§ What you should do:
Of all the lines below, return only those starting with the line holding "Task: put a dot on each instance of the red and" and going on through the line holding "Task: put a dot on each instance of the red jersey", exactly as written.

§ Records for the task:
┌──

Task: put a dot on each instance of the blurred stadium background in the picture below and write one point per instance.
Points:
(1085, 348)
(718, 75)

└──
┌──

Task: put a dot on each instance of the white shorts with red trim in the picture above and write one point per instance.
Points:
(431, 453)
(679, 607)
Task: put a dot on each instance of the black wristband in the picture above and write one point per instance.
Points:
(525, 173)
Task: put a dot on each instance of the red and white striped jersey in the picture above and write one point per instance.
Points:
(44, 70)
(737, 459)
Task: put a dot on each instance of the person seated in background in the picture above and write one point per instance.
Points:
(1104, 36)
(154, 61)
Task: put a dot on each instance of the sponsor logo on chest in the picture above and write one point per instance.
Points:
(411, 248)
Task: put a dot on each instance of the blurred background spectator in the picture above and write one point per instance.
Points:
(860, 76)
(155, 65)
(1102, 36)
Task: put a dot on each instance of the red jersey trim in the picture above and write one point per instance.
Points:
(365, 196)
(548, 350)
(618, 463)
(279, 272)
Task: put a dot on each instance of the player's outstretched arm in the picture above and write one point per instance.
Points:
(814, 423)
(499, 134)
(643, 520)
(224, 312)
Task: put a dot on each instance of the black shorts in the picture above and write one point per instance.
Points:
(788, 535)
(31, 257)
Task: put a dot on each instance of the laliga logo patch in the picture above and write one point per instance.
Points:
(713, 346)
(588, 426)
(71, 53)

└──

§ Solved exercise:
Task: put a dot on each instance of the red and white striped jersey in the picture above and write one point per instance.
Points:
(44, 70)
(737, 459)
Task: put a dot on each instance of the person seated in background in the picture above and write one point per instance.
Points:
(1104, 36)
(154, 61)
Task: put a dot on each instance of the sponsor logo on chest in the picture above and write one point per instance.
Points:
(411, 248)
Task: put a dot on each instance of the blurred background spectator in the picture above and write one point per instance.
Points:
(860, 76)
(155, 65)
(1102, 36)
Task: put a dot on each instance of the red jersey trim in the picture above and write one point per instance.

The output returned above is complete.